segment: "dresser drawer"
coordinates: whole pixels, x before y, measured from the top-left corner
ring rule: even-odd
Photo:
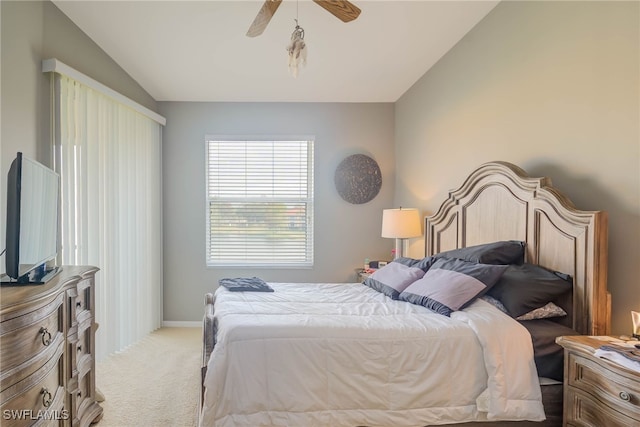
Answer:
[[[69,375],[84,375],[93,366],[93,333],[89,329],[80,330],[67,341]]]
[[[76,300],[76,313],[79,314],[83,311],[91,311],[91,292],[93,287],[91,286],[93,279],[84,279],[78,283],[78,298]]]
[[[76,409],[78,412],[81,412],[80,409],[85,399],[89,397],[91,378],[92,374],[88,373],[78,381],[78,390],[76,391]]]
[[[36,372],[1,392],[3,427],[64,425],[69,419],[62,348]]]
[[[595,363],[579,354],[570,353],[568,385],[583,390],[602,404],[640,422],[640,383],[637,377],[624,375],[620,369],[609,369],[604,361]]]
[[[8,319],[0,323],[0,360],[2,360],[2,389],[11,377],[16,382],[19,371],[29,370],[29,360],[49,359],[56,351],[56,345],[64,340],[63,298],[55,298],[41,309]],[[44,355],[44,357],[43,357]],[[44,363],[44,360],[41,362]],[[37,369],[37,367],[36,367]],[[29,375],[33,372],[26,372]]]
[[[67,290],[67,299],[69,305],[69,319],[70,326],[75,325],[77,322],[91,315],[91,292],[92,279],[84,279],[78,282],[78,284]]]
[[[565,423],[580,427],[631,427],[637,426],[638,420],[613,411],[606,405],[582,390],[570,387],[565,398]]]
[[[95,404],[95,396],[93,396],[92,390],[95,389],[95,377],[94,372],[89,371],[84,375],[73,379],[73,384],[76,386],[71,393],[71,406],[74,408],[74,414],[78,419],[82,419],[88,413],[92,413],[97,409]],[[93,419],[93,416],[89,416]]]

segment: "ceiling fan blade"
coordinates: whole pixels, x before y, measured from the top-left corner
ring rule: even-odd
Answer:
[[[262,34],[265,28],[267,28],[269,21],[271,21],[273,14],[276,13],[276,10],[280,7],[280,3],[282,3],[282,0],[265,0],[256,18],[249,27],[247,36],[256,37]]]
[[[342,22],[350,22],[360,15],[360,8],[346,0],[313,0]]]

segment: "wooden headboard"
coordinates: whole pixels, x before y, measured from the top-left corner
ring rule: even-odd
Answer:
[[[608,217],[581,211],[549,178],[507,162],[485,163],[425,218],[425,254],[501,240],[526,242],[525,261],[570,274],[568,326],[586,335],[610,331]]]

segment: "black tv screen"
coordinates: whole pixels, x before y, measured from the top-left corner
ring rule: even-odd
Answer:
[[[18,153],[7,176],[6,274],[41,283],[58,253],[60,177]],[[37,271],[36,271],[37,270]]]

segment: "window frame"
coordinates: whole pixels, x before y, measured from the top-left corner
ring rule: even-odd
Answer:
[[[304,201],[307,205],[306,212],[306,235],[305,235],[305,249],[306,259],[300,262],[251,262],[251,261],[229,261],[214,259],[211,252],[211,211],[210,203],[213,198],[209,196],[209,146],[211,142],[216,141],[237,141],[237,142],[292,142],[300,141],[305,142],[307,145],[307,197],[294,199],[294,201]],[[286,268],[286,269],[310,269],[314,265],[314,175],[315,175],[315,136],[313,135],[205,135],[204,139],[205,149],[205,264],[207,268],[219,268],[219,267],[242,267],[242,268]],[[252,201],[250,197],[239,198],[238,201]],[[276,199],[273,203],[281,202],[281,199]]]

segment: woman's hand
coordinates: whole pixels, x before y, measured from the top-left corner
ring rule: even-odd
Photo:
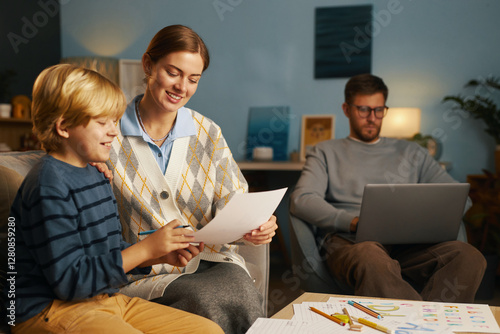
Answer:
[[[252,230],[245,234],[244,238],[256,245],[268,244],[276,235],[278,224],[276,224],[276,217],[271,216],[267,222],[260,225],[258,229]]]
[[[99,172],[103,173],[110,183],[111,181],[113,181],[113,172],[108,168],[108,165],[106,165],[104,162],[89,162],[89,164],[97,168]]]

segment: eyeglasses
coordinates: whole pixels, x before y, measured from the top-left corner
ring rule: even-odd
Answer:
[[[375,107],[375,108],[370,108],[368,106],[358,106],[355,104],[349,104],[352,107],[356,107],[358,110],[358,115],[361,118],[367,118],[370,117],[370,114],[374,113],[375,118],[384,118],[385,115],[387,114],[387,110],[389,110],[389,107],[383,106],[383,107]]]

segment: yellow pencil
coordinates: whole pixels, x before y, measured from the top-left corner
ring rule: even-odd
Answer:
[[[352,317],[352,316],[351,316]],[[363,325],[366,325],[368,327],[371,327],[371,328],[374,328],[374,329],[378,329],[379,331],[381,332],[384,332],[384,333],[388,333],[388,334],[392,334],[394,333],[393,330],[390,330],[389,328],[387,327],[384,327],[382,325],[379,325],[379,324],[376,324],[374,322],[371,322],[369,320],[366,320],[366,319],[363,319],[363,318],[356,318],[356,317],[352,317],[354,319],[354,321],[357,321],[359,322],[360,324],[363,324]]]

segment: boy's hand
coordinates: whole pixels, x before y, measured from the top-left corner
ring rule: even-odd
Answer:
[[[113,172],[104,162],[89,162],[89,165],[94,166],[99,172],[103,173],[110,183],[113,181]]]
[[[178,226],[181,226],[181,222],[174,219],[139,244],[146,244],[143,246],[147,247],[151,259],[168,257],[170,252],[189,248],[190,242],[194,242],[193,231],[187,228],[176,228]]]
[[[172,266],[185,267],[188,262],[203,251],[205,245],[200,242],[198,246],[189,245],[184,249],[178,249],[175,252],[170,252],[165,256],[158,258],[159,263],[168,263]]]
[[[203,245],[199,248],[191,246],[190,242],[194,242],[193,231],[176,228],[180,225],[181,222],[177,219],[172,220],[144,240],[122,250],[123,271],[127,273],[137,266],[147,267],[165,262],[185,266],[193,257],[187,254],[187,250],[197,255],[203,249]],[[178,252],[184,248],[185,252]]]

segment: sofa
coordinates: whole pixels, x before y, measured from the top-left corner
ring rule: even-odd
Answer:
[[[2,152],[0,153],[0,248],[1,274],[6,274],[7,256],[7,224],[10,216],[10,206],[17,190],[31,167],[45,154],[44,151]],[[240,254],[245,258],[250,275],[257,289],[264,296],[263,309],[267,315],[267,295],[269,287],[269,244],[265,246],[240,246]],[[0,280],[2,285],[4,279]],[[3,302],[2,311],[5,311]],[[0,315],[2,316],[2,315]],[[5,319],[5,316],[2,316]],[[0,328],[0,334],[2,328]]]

» EXERCISE GOAL
Excluding the pictures, reproduce every entry exactly as given.

» TASK RESPONSE
segment: "dresser drawer"
coordinates: whole pixels, x before y, measured from the top-left corner
ring rule: even-odd
Photo:
Answer:
[[[69,375],[84,375],[93,366],[93,333],[89,329],[80,330],[67,341]]]
[[[76,300],[76,313],[79,314],[83,311],[91,311],[91,292],[93,287],[91,286],[93,279],[84,279],[78,283],[78,298]]]
[[[76,409],[78,412],[81,412],[80,409],[85,399],[89,397],[91,378],[92,374],[88,373],[78,381],[78,390],[76,391]]]
[[[36,372],[1,392],[3,427],[64,425],[69,419],[62,348]]]
[[[595,363],[579,354],[570,353],[568,385],[583,390],[602,404],[640,422],[640,383],[637,377],[624,375],[620,369],[609,369],[604,361]]]
[[[8,319],[0,323],[0,360],[2,360],[2,389],[11,377],[16,382],[19,371],[29,370],[29,360],[49,359],[56,351],[56,345],[64,340],[63,298],[55,298],[41,309]],[[44,355],[44,357],[43,357]],[[44,363],[44,360],[41,362]],[[37,369],[37,367],[36,367]],[[29,375],[33,372],[26,372]]]
[[[67,290],[67,299],[69,305],[69,319],[70,326],[75,325],[77,322],[91,315],[91,292],[92,279],[84,279],[78,282],[78,284]]]
[[[565,423],[580,427],[631,427],[637,426],[638,420],[613,411],[606,405],[582,390],[570,387],[565,398]]]
[[[95,404],[95,396],[93,396],[92,390],[95,389],[95,377],[94,372],[89,371],[84,375],[73,379],[73,384],[76,386],[71,393],[71,406],[74,408],[74,414],[78,419],[82,419],[88,413],[92,413],[97,409]],[[93,419],[93,416],[89,416]]]

segment: "ceiling fan blade"
coordinates: whole pixels, x before y, measured from the top-left corner
ring rule: even-odd
Answer:
[[[262,34],[265,28],[267,28],[269,21],[271,21],[273,14],[276,13],[276,10],[280,7],[280,3],[282,3],[282,0],[265,0],[256,18],[249,27],[247,36],[256,37]]]
[[[342,22],[350,22],[360,15],[360,8],[346,0],[313,0]]]

segment: "wooden headboard"
coordinates: whole pixels, x before y, measured from the top-left corner
ring rule: even-odd
Answer:
[[[608,217],[581,211],[549,178],[507,162],[485,163],[425,218],[425,254],[501,240],[526,242],[525,261],[570,274],[568,326],[586,335],[610,331]]]

segment: "black tv screen"
coordinates: whole pixels, x before y, measured from the top-left corner
ring rule: even-odd
Answer:
[[[18,153],[7,176],[6,274],[41,283],[58,253],[60,177]],[[37,271],[36,271],[37,270]]]

segment: "window frame"
coordinates: whole pixels, x before y, measured from the top-left corner
ring rule: even-odd
Answer:
[[[304,201],[307,205],[306,212],[306,235],[305,235],[305,249],[306,259],[300,262],[251,262],[251,261],[229,261],[214,259],[211,252],[211,211],[210,203],[213,198],[209,196],[209,146],[211,142],[216,141],[237,141],[237,142],[292,142],[300,141],[305,142],[307,145],[307,197],[294,199],[294,201]],[[286,268],[286,269],[310,269],[314,265],[314,175],[315,175],[315,136],[313,135],[205,135],[204,139],[205,149],[205,264],[207,268],[219,268],[219,267],[242,267],[242,268]],[[252,201],[250,197],[239,198],[238,201]],[[276,199],[273,203],[281,202],[281,199]]]

segment: woman's hand
coordinates: whole pixels, x before y, measured from the top-left corner
ring rule: even-odd
Photo:
Answer:
[[[252,230],[245,234],[244,238],[256,245],[268,244],[276,235],[278,224],[276,224],[276,217],[271,216],[267,222],[260,225],[258,229]]]
[[[99,172],[103,173],[110,183],[111,181],[113,181],[113,172],[108,168],[108,165],[106,165],[104,162],[89,162],[89,164],[97,168]]]

segment: eyeglasses
coordinates: whole pixels, x before y, measured from the top-left corner
ring rule: even-odd
Answer:
[[[375,107],[375,108],[370,108],[368,106],[358,106],[355,104],[349,104],[352,107],[356,107],[358,110],[358,115],[361,118],[367,118],[370,117],[370,114],[374,113],[375,118],[384,118],[385,115],[387,114],[387,110],[389,110],[389,107],[383,106],[383,107]]]

segment: yellow pencil
coordinates: whole pixels, x before y, measured from the top-left corner
ring rule: even-odd
Answer:
[[[352,317],[352,316],[351,316]],[[363,325],[366,325],[368,327],[371,327],[371,328],[374,328],[374,329],[378,329],[379,331],[381,332],[384,332],[384,333],[388,333],[388,334],[392,334],[394,333],[393,330],[390,330],[389,328],[387,327],[384,327],[382,325],[379,325],[379,324],[376,324],[374,322],[371,322],[369,320],[366,320],[366,319],[363,319],[363,318],[356,318],[356,317],[352,317],[354,319],[354,321],[357,321],[359,322],[360,324],[363,324]]]

segment: boy's hand
coordinates: whole pixels, x before y, measured from the top-left corner
ring rule: even-odd
Answer:
[[[113,172],[104,162],[89,162],[89,165],[94,166],[99,172],[103,173],[110,183],[113,181]]]
[[[178,226],[181,226],[181,222],[174,219],[139,244],[146,244],[143,246],[147,247],[151,259],[168,257],[170,252],[189,248],[190,242],[194,242],[193,231],[187,228],[176,228]]]
[[[172,266],[185,267],[188,262],[203,251],[205,245],[200,242],[198,246],[189,245],[184,249],[178,249],[175,252],[170,252],[165,256],[158,258],[159,263],[168,263]]]
[[[203,245],[199,248],[191,246],[190,242],[194,242],[193,231],[176,228],[180,225],[181,222],[177,219],[172,220],[144,240],[122,250],[123,271],[127,273],[137,266],[147,267],[165,262],[185,266],[193,257],[187,254],[187,250],[197,255],[203,249]],[[178,252],[184,248],[185,252]]]

segment: sofa
coordinates: whole pixels, x before y, measured from the top-left corner
ring rule: even-odd
Answer:
[[[2,152],[0,153],[0,248],[1,274],[6,274],[7,256],[7,224],[10,216],[10,206],[17,190],[31,167],[45,154],[44,151]],[[240,254],[245,258],[250,275],[257,289],[264,296],[263,309],[267,315],[267,295],[269,287],[269,244],[265,246],[240,246]],[[0,280],[2,285],[4,279]],[[3,302],[2,311],[5,311]],[[0,315],[2,316],[2,315]],[[5,319],[5,316],[2,316]],[[0,328],[0,334],[2,328]]]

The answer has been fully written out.